TEXT PASSAGE.
Generative Spoken Dialogue Language Modeling

This repo contains the code and pre-trained models for the paper Generative Spoken Dialogue Language Modeling.

<details> <summary>Paper abstract </summary>

We introduce dGSLM, the first "textless" model able to generate audio samples of naturalistic spoken dialogues. It uses recent work on unsupervised spoken unit discovery coupled with a dual-tower transformer architecture with cross-attention trained on 2000 hours of two-channel raw conversational audio (Fisher dataset) without any text or labels. We show that our model is able to generate speech, laughter and other paralinguistic signals in the two channels simultaneously and reproduces more naturalistic and fluid turn taking compared to a text-based cascaded model.

</details>

Speech-to-Unit Encoder for dGSLM: The Fisher HuBERT model

The hubert_fisher repository contains the pre-trained models and recipies to produce discrete units for the dGSLM model.

Unit-to-Speech Decoder for dGSLM

The vocoder_hifigan repo contains the vocoder and recipies to synthesize the waveform from the discrete units.

Spoken Dialogue Transformer Language Model (SpeechDLM)

Pre-trained model

We share the pre-trained model checkpoint for the best configuration in the paper (DLM-5 model, with Edge Unit Prediction & Delayed Duration Prediction objectives), dubbed as SpeechDLM, trained on the 2000 hours of Fisher dataset :

Pre-trained SpeechDLM model trained on Fisher dataset
model checkpoint - dictionary 1 - dictionary 2
the two dictionary files correspond to the two channels, and actually have the same content.

Sample from a trained model

You can sample from a trained SpeechDLM model interactively :

python

from fairseq.models.speech_dlm import SpeechDLM

# Load SpeechDLM model
speech_dlm = SpeechDLM.from_pretrained(
                model_name_or_path='/path/to/model/dir',
                checkpoint_file='speech_dlm_base.pt',
                data_name_or_path='/path/to/data/dir'
            )
# Disable dropout
speech_dlm.eval()
# Move model to GPU
speech_dlm.cuda()

DATA SHOWN.
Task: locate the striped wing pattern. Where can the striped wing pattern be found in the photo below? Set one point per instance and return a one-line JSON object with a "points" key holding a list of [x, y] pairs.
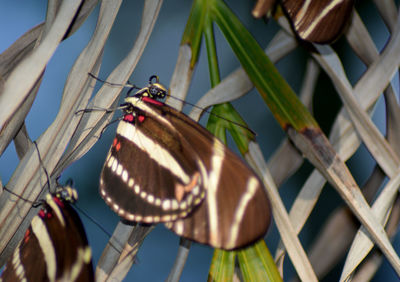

TASK INSTRUCTIONS. Reproduce the page on Generative Spoken Dialogue Language Modeling from "This repo contains" up to and including "text-based cascaded model.", swapping "naturalistic" for "realistic" wherever it occurs.

SOLUTION TO THIS EXERCISE.
This repo contains the code and pre-trained models for the paper Generative Spoken Dialogue Language Modeling.

<details> <summary>Paper abstract </summary>

We introduce dGSLM, the first "textless" model able to generate audio samples of realistic spoken dialogues. It uses recent work on unsupervised spoken unit discovery coupled with a dual-tower transformer architecture with cross-attention trained on 2000 hours of two-channel raw conversational audio (Fisher dataset) without any text or labels. We show that our model is able to generate speech, laughter and other paralinguistic signals in the two channels simultaneously and reproduces more realistic and fluid turn taking compared to a text-based cascaded model.